Текст для чтения:
━━━

Борис Постовский вспоминает, что Бронштейн был раздражен самим фактом обращения к экс-чемпионам мира: «Они что, лучше меня понимают шахматы?» При доигрывании он пошел по собственному замысловатому пути, и партия закончилась вничью.
Во время турнира в Кисловодске в 1968 году скоропостижно скончался Владимир Симагин. Устроители турнира связались с Москвой – что делать: прервать соревнование? продолжать играть? Ответ последовал довольно быстро: довести турнир до конца.
«Видите, умер Симагин, и турнир продолжается, как ни в чем не бывало, – комментировал Бронштейн, – а вот если бы умер я, как вы думаете, продолжали бы играть?..»
Яков Нейштадт вспоминает, как в 1974 году, когда самолет с группой советских туристов подлетал к Ницце, где проводилась Олимпиада, Бронштейн очень волновался: «Интересно, приедут ли в аэропорт встречать меня, я ведь все-таки матч на первенство мира играл…»
В теоретической колонке «New in Chess» я написал о королевском гамбите и о партиях белорусского гроссмейстера Федорова, едва ли не единственного в конце девяностых годов осмеливавшегося применять этот дебют на высоком уровне. Бронштейн обиделся: я не упомянул его имени, хотя речь шла только о последних веяниях в этом, почти совершенно вышедшем из практики дебюте.
Вспыхнул однажды: «Вы пришли к такому выводу? Если вы откроете “Шахматную Москву” за 1959 год, увидите, что я писал по этому поводу еще сорок лет тому назад…» – вынуждая меня смиренно опускать голову.
В причудливых изгибах его мысли можно было найти элементы скепсиса, иронии, но никогда – по отношению к самому себе. Бронштейн обличал, шутил, сравнивал, эпатировал, философствовал, скептически улыбался, сокрушался, жаловался, но я не могу припомнить в его речах хоть какой-то намек на самоиронию.
У Ботвинника тоже непросто найти самоиронию, для него была характерна скорее трезвая оценка. «Прошу критически отнестись к моим высказываниям, ведь известно, что пожилые люди обычно считают, будто раньше всё было лучше…» – написал однажды Ботвинник.
Пожилые люди? Это стало больным местом Бронштейна задолго до того, как он сам стал пожилым. Молодые, их отношение к шахматам, их гонорары, их самомнение и прагматизм стали для него больным местом. Что они в самом деле думают себе, эти молодые?
Немало людей испытывают стыд, вспоминая молодые годы. Другие – грусть. Грусть по тому времени, когда бурлила кровь, когда мог свернуть горы, когда даже не задумывался о будущем: безграничное, оно просто не существовало. Грусть по ушедшим дням нередко оборачивается ворчанием и осуждением молодых: если собственную молодость не вернуть, появляется неприязнь и зависть к чужой. К высокомерию, бесшабашности, безоглядству, кажущихся с высоты прожитых лет глупостью.
Уход с авансцены – тяжелый экзамен, и далеко не все выдерживают его: ведь стареть много труднее, чем читать красивые метафоры о старости знаменитых философов.

━━━

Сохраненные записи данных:
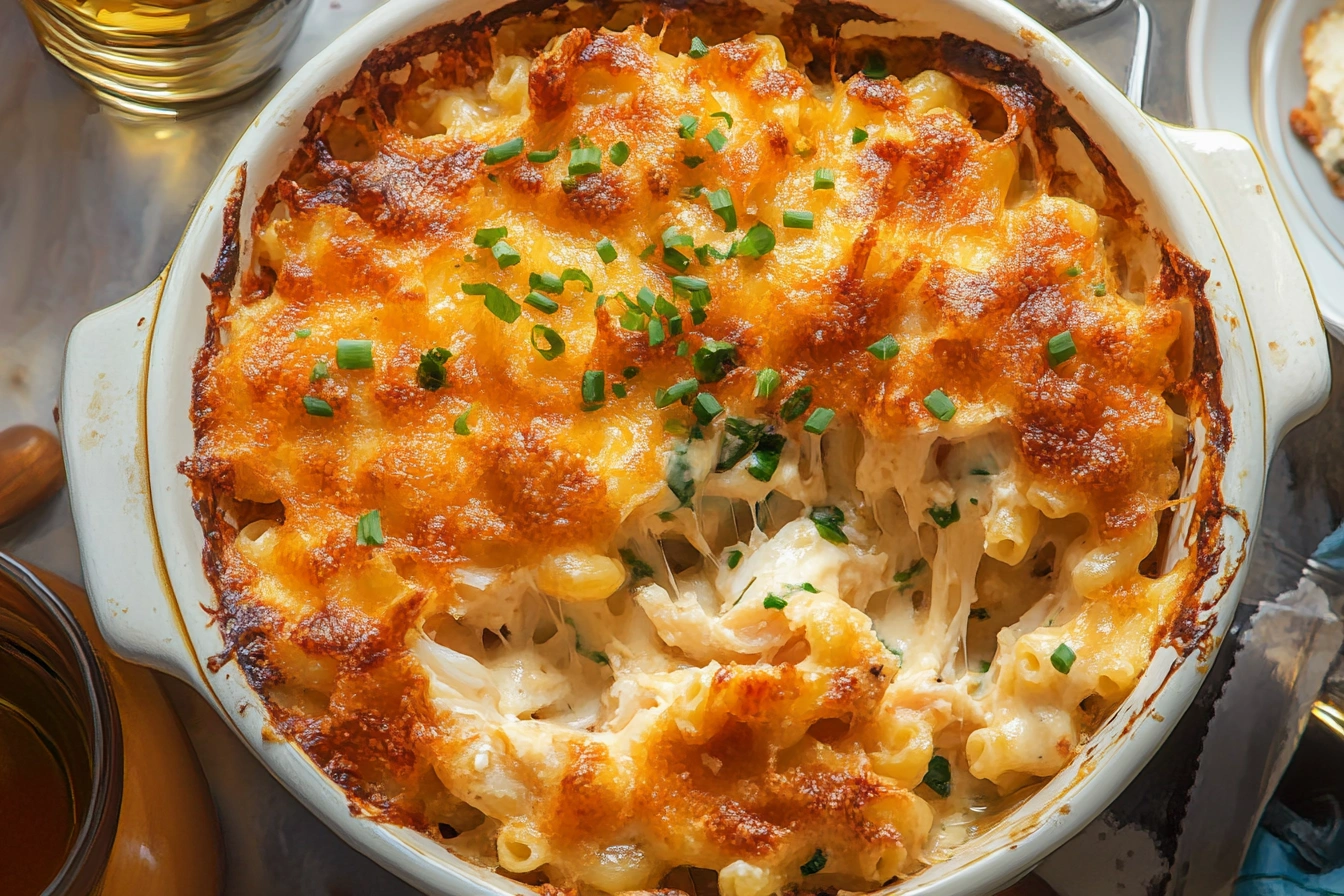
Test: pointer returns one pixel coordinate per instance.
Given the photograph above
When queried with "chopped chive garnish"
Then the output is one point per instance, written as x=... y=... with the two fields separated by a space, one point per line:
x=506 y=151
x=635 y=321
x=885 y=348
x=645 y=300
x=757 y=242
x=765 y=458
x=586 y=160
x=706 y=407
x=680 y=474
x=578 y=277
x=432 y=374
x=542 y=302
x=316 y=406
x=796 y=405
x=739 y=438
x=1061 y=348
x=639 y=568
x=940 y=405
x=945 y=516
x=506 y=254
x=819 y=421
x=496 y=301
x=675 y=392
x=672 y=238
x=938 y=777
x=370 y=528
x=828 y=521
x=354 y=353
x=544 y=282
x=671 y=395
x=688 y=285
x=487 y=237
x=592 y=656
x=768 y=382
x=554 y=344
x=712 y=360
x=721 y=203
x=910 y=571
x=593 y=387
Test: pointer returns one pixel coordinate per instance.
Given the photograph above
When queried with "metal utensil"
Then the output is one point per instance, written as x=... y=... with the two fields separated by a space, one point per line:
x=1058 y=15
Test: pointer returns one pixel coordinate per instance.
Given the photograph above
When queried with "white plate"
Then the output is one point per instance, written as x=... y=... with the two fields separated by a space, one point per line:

━━━

Набор упражнений:
1. Определите, соответствуют ли тексту о Бронштейне утверждения (a), (b) и (c). Для каждого ответьте «да» или «нет» и приведите точную цитату из текста, на которой основан ответ.
(a) После смерти Симагина турнир в Кисловодске было решено прервать.
(b) Олимпиада 1974 года проходила в Ницце.
(c) В колонке «New in Chess» автор упомянул имя Бронштейна.
2. Извлеките из текста о Бронштейне фрагмент, который начинается словами «Немало людей испытывают» и продолжается до слов «прожитых лет глупостью.» включительно.
Записи получены из другого источника.

Письменные ответы:
1.
(a) Нет: «Ответ последовал довольно быстро: довести турнир до конца.»
(b) Да: «когда самолет с группой советских туристов подлетал к Ницце, где проводилась Олимпиада»
(c) Нет: «я не упомянул его имени»

2.
Немало людей испытывают стыд, вспоминая молодые годы. Другие – грусть. Грусть по тому времени, когда бурлила кровь, когда мог свернуть горы, когда даже не задумывался о будущем: безграничное, оно просто не существовало. Грусть по ушедшим дням нередко оборачивается ворчанием и осуждением молодых: если собственную молодость не вернуть, появляется неприязнь и зависть к чужой. К высокомерию, бесшабашности, безоглядству, кажущихся с высоты прожитых лет глупостью.